• **Supplied data**

╭──

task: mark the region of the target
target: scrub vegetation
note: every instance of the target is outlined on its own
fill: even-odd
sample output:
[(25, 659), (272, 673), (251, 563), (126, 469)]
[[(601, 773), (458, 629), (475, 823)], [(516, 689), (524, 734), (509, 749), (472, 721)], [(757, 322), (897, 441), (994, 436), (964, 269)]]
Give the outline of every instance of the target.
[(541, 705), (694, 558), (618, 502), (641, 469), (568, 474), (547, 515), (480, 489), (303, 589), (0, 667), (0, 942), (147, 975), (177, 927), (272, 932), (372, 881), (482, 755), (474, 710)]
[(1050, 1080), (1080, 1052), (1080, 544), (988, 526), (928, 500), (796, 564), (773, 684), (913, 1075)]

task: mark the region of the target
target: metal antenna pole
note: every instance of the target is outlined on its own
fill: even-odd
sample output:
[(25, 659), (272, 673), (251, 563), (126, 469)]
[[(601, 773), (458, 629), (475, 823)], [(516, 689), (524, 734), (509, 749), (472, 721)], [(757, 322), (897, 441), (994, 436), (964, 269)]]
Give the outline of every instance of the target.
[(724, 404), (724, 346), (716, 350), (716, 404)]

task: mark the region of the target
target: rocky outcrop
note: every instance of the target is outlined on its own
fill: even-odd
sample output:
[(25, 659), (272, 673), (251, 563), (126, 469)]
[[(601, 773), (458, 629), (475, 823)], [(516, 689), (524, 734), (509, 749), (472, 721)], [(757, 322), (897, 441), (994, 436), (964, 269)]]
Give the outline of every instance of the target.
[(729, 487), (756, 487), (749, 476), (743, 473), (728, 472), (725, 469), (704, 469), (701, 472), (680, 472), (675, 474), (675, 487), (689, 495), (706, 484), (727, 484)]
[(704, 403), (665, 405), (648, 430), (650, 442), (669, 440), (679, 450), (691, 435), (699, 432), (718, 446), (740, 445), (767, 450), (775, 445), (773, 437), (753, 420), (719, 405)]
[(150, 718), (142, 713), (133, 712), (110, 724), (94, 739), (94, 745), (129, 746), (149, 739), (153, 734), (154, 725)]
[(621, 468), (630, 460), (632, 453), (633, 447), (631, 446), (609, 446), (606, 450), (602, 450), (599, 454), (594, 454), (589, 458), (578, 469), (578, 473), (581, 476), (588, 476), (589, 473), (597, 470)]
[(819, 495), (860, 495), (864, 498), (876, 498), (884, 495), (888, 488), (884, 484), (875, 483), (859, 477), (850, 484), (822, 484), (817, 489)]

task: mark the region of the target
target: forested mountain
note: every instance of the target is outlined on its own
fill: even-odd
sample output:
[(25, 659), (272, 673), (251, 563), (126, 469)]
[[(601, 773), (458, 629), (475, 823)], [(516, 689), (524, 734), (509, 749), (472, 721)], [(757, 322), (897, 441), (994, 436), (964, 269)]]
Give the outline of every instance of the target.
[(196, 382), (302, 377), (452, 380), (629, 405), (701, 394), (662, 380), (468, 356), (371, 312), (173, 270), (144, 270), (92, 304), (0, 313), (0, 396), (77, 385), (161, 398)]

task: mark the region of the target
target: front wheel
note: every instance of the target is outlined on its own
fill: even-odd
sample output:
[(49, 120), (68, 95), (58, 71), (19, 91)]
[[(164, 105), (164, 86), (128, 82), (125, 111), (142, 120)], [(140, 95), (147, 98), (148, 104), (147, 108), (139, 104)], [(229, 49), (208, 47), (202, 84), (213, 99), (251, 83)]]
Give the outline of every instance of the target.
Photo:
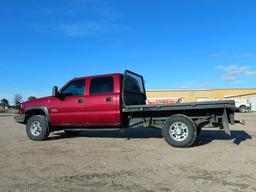
[(34, 115), (27, 121), (26, 132), (33, 141), (42, 141), (48, 138), (49, 128), (46, 117), (43, 115)]
[(162, 134), (173, 147), (190, 147), (196, 140), (197, 128), (185, 115), (173, 115), (164, 123)]

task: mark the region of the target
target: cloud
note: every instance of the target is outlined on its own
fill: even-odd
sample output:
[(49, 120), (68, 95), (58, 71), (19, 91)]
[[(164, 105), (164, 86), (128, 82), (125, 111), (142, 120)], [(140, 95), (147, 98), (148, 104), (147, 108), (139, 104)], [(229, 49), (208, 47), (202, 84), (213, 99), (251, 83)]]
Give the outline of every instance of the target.
[(211, 85), (208, 83), (199, 83), (197, 81), (184, 82), (180, 89), (210, 89)]
[(123, 14), (108, 0), (65, 1), (60, 8), (42, 9), (48, 24), (36, 23), (40, 31), (68, 37), (103, 35), (129, 29), (120, 20)]
[(210, 53), (210, 57), (222, 57), (227, 54), (226, 51), (215, 51)]
[(209, 89), (211, 87), (211, 85), (208, 83), (204, 83), (204, 84), (201, 84), (200, 87), (203, 89)]
[(249, 66), (219, 65), (216, 68), (224, 71), (222, 75), (224, 81), (235, 82), (240, 76), (256, 76), (256, 71), (253, 71)]
[(189, 88), (194, 87), (196, 84), (197, 84), (196, 81), (183, 82), (179, 88), (180, 89), (189, 89)]
[(233, 58), (237, 58), (237, 59), (242, 59), (242, 58), (248, 58), (248, 57), (253, 57), (254, 54), (252, 53), (243, 53), (243, 54), (239, 54), (239, 55), (233, 55)]
[(55, 29), (56, 31), (64, 33), (66, 36), (91, 36), (115, 32), (123, 29), (123, 27), (109, 21), (102, 20), (62, 24), (57, 26)]
[(210, 57), (216, 58), (216, 57), (223, 57), (223, 56), (229, 56), (234, 59), (243, 59), (243, 58), (248, 58), (248, 57), (253, 57), (254, 54), (252, 53), (241, 53), (241, 54), (229, 54), (227, 51), (215, 51), (211, 52)]

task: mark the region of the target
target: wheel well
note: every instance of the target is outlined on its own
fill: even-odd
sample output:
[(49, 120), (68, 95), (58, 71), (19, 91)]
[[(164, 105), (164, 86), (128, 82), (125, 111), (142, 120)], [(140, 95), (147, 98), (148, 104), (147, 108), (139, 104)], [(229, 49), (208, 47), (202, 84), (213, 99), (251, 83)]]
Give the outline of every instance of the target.
[(31, 109), (29, 111), (26, 112), (26, 118), (25, 118), (25, 123), (27, 122), (27, 120), (34, 116), (34, 115), (43, 115), (46, 116), (45, 112), (41, 109)]
[(246, 106), (245, 106), (245, 105), (240, 105), (239, 108), (240, 108), (240, 107), (246, 107)]

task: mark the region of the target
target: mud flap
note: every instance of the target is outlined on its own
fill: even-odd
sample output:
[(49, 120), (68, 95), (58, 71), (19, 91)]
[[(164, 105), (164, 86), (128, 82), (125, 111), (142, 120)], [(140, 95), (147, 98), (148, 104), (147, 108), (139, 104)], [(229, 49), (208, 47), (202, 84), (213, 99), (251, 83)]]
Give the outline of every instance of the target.
[(224, 128), (224, 131), (227, 135), (231, 136), (229, 124), (228, 124), (228, 115), (226, 109), (224, 109), (223, 115), (222, 115), (222, 125)]

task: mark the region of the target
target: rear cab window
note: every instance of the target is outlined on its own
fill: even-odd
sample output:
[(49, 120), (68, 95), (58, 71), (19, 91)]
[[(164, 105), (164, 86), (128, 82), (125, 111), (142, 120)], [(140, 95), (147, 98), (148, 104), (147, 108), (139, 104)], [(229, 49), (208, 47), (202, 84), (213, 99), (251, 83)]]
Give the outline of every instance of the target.
[(90, 95), (109, 94), (114, 92), (114, 79), (111, 76), (91, 79)]

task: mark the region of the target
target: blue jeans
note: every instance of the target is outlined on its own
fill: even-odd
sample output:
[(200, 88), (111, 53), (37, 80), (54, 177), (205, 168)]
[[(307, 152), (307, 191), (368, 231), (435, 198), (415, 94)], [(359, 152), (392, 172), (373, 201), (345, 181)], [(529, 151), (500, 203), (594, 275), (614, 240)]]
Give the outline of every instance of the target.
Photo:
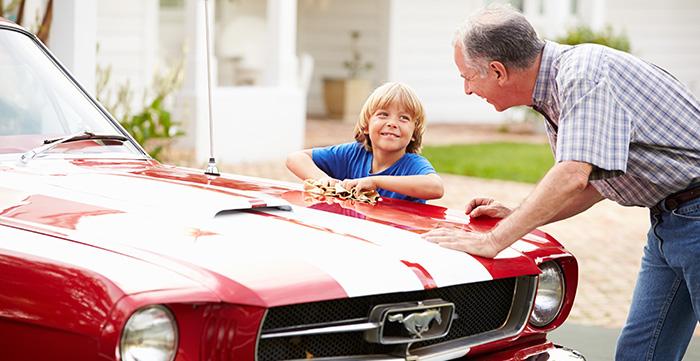
[[(614, 239), (610, 240), (614, 242)], [(700, 198), (651, 212), (615, 360), (681, 360), (700, 320)]]

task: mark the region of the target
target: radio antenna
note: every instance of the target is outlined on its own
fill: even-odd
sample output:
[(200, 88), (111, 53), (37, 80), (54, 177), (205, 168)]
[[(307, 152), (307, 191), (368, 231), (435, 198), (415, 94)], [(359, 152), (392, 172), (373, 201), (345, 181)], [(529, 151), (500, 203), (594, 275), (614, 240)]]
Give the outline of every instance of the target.
[(214, 122), (212, 121), (211, 115), (211, 63), (209, 61), (209, 0), (204, 0), (204, 24), (207, 44), (205, 46), (207, 50), (207, 104), (208, 104), (208, 114), (209, 114), (209, 164), (207, 165), (207, 170), (204, 172), (206, 175), (219, 176), (219, 169), (216, 168), (216, 160), (214, 159)]

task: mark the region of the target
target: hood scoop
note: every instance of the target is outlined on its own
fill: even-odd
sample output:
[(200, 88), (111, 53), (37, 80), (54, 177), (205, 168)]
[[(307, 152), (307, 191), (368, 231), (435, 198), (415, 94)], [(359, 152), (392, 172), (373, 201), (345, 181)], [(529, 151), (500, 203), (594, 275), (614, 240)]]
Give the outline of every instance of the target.
[(220, 218), (246, 211), (291, 211), (292, 206), (283, 199), (275, 198), (238, 198), (210, 199), (209, 202), (200, 202), (187, 207), (185, 212), (192, 215), (204, 216), (204, 218)]
[[(284, 199), (261, 192), (215, 187), (133, 174), (68, 173), (8, 176), (4, 183), (28, 194), (77, 201), (121, 212), (211, 219), (246, 210), (290, 211)], [(105, 189), (109, 189), (105, 192)]]
[(226, 215), (234, 214), (234, 213), (239, 213), (243, 211), (248, 211), (248, 210), (256, 210), (256, 211), (284, 211), (284, 212), (291, 212), (292, 206), (289, 204), (274, 204), (274, 205), (267, 205), (267, 204), (262, 204), (262, 205), (254, 205), (251, 207), (237, 207), (237, 208), (229, 208), (229, 209), (222, 209), (216, 214), (214, 214), (214, 218), (217, 217), (223, 217)]

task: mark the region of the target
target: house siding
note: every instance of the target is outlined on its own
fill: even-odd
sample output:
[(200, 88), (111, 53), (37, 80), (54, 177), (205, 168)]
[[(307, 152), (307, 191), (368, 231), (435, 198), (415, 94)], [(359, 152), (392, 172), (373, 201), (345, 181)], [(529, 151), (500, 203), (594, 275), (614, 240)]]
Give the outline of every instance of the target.
[(129, 81), (138, 106), (156, 70), (158, 1), (100, 0), (97, 19), (97, 64), (112, 67), (112, 88)]
[(607, 2), (606, 20), (630, 38), (632, 53), (676, 76), (700, 96), (700, 2)]
[(490, 122), (504, 113), (464, 94), (453, 60), (457, 27), (481, 0), (394, 0), (391, 7), (389, 78), (416, 89), (429, 122)]
[[(309, 93), (309, 112), (323, 114), (323, 76), (341, 75), (349, 56), (346, 34), (363, 31), (362, 50), (375, 63), (375, 83), (402, 81), (414, 87), (432, 122), (497, 122), (513, 116), (496, 112), (475, 96), (465, 96), (452, 60), (451, 40), (459, 24), (482, 0), (424, 0), (299, 2), (299, 51), (316, 60)], [(319, 4), (322, 4), (319, 6)], [(325, 4), (325, 5), (323, 5)], [(674, 74), (700, 94), (700, 3), (696, 0), (625, 0), (573, 2), (525, 1), (525, 12), (540, 36), (553, 39), (578, 22), (611, 24), (624, 30), (632, 52)], [(378, 14), (377, 7), (384, 7)], [(381, 23), (382, 26), (378, 26)], [(376, 34), (371, 38), (367, 34)], [(376, 85), (376, 84), (375, 84)]]
[[(350, 32), (361, 32), (359, 49), (363, 60), (374, 67), (365, 76), (373, 85), (386, 81), (386, 32), (388, 0), (298, 2), (297, 51), (314, 58), (307, 110), (326, 113), (323, 78), (345, 77), (343, 61), (349, 60)], [(369, 94), (368, 94), (369, 95)]]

╰──

• **Exercise prompt**
Copy every line above that holds the word "wheel".

• **Exercise solution**
target: front wheel
target: wheel well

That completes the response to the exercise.